> _Document excerpt_:

Mussulmans can no longer afford to fight each other as of old;
and I know that a reunion of the sects is already an idea with advanced
thinkers. Lastly, the Caliphate would in Arabia be freed from the
incubus of Turkish scholasticism and the stigma of Turkish immorality,
and would have freer scope for what Islam most of all requires, a moral
reformation.
It is surely not beyond the flight of sane imagination to suppose, in
the last overwhelming catastrophe of Constantinople, a council of Ulema
assembling at Mecca, and according to the legal precedent of ancient
days electing a Caliph. The assembly would, without doubt, witness
intrigues of princes and quarrels among schoolmen and appeals to
fanaticism and accusations of infidelity. Money, too, would certainly
play its part there as elsewhere, and perhaps blood might be shed. But
any one who remembers the history of the Christian Church in the
fifteenth century, and the synods which preceded the Council of Basle,
must admit that such accompaniments of intrigue and corruption are no
bar to a legal solution of religious difficulties. It was above all else
the rivalries of Popes and Anti-popes that precipitated the Catholic
Reformation.
FOOTNOTES:
[14] According to Canon Law the Caliph cannot cede any portion of the
lands of Islam except on physical compulsion.

> _Data provided_:
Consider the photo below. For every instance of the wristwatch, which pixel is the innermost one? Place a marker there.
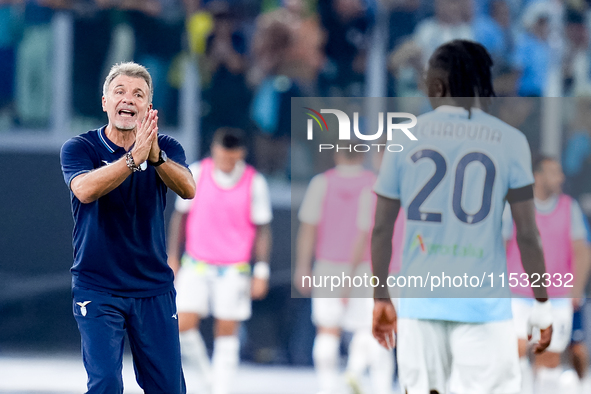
(131, 163)
(161, 159)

> _Written exercise_: Could you retype the entire passage on the Caliphate, footnote included, word for word? The listing has no connection to the passage on the Caliphate.

> _Final result_:
Mussulmans can no longer afford to fight each other as of old;
and I know that a reunion of the sects is already an idea with advanced
thinkers. Lastly, the Caliphate would in Arabia be freed from the
incubus of Turkish scholasticism and the stigma of Turkish immorality,
and would have freer scope for what Islam most of all requires, a moral
reformation.
It is surely not beyond the flight of sane imagination to suppose, in
the last overwhelming catastrophe of Constantinople, a council of Ulema
assembling at Mecca, and according to the legal precedent of ancient
days electing a Caliph. The assembly would, without doubt, witness
intrigues of princes and quarrels among schoolmen and appeals to
fanaticism and accusations of infidelity. Money, too, would certainly
play its part there as elsewhere, and perhaps blood might be shed. But
any one who remembers the history of the Christian Church in the
fifteenth century, and the synods which preceded the Council of Basle,
must admit that such accompaniments of intrigue and corruption are no
bar to a legal solution of religious difficulties. It was above all else
the rivalries of Popes and Anti-popes that precipitated the Catholic
Reformation.
FOOTNOTES:
[14] According to Canon Law the Caliph cannot cede any portion of the
lands of Islam except on physical compulsion.